Task instructions:
The expected output is exactly the lines below, starting at the line with "positive clicks: (541, 818)" and ending at the line with "792L558 774L508 793L494", both included; no other line belongs in it.

Stored data
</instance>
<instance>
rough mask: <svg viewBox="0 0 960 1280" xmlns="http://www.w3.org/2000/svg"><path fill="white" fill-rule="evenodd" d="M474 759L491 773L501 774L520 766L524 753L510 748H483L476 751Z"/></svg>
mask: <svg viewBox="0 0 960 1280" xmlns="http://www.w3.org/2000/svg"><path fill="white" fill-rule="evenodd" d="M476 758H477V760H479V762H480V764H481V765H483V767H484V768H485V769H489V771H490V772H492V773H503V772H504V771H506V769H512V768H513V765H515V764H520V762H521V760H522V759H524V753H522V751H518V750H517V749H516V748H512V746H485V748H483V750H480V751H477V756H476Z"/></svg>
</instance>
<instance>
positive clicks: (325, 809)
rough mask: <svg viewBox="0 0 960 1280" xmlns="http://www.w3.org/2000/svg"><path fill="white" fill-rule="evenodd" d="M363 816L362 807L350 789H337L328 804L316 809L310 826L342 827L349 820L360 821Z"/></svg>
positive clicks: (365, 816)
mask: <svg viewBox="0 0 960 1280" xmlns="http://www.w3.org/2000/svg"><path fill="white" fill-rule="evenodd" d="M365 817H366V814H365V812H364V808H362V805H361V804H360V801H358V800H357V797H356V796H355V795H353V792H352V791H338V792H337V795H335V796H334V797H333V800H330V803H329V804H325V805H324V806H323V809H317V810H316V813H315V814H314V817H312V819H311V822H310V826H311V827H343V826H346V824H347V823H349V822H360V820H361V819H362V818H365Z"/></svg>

---

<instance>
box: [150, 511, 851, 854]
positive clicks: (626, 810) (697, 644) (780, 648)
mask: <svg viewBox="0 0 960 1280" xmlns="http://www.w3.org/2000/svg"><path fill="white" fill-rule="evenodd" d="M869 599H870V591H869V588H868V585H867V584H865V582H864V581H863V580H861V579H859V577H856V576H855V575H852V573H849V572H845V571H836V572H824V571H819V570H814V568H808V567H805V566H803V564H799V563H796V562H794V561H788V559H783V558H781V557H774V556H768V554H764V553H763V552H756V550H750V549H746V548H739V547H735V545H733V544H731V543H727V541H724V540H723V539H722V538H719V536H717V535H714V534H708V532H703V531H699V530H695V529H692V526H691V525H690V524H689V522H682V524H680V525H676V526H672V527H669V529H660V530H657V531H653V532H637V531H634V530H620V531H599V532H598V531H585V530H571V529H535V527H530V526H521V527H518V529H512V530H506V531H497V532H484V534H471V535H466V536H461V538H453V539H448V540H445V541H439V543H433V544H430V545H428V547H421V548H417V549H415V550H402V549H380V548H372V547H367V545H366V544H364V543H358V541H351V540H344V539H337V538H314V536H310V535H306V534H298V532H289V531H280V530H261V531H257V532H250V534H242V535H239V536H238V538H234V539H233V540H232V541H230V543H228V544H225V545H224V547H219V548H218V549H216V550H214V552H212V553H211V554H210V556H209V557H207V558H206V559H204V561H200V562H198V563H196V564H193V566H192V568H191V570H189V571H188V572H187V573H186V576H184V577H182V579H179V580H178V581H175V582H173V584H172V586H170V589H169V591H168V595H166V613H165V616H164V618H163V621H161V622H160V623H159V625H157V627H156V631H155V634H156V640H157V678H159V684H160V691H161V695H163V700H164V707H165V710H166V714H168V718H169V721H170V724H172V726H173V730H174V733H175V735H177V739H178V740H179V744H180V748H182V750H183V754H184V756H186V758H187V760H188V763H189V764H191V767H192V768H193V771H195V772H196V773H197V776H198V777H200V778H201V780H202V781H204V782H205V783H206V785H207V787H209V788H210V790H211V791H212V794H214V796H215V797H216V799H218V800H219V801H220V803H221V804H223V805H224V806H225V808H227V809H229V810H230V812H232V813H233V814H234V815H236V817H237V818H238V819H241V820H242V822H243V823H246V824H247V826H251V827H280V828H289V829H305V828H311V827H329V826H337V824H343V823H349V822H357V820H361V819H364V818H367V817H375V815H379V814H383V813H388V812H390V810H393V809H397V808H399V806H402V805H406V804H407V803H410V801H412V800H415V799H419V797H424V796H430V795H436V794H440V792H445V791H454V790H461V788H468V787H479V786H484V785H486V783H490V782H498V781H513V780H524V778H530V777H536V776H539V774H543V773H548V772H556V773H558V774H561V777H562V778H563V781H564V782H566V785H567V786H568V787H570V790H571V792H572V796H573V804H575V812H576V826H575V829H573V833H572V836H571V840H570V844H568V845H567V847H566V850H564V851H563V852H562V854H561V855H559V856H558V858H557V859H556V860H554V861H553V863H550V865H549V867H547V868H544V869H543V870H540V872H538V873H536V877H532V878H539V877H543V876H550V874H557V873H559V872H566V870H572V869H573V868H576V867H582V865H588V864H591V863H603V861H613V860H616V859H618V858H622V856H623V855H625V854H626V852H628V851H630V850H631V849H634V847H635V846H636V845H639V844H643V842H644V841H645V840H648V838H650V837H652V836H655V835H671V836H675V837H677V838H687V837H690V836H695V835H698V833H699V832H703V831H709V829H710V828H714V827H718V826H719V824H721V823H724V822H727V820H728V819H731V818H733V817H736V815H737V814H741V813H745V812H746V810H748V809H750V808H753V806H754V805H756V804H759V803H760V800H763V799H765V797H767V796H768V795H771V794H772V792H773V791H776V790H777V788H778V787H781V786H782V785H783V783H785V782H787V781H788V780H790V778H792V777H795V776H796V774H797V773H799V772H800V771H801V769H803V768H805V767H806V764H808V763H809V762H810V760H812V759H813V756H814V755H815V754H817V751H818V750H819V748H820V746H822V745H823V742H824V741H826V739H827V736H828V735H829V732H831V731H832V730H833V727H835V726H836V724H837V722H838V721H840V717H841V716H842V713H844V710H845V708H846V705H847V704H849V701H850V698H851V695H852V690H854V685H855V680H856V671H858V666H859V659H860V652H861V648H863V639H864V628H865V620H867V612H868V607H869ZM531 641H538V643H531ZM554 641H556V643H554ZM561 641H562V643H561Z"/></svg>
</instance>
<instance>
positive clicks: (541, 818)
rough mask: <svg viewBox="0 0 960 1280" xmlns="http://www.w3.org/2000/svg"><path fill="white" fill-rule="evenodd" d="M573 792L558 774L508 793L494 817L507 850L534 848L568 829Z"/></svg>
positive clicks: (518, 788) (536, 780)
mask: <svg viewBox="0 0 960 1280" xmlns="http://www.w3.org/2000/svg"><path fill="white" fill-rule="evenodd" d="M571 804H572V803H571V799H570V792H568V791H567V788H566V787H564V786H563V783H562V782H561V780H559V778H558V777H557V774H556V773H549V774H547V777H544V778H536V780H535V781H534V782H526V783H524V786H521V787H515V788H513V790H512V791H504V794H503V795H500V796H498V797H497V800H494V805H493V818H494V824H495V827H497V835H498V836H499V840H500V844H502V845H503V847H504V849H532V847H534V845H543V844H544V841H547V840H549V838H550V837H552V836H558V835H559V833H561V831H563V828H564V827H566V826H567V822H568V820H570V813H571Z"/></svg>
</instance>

Result of the exercise:
positive clicks: (541, 818)
rough mask: <svg viewBox="0 0 960 1280" xmlns="http://www.w3.org/2000/svg"><path fill="white" fill-rule="evenodd" d="M573 792L558 774L508 793L494 817L507 850L534 848L568 829Z"/></svg>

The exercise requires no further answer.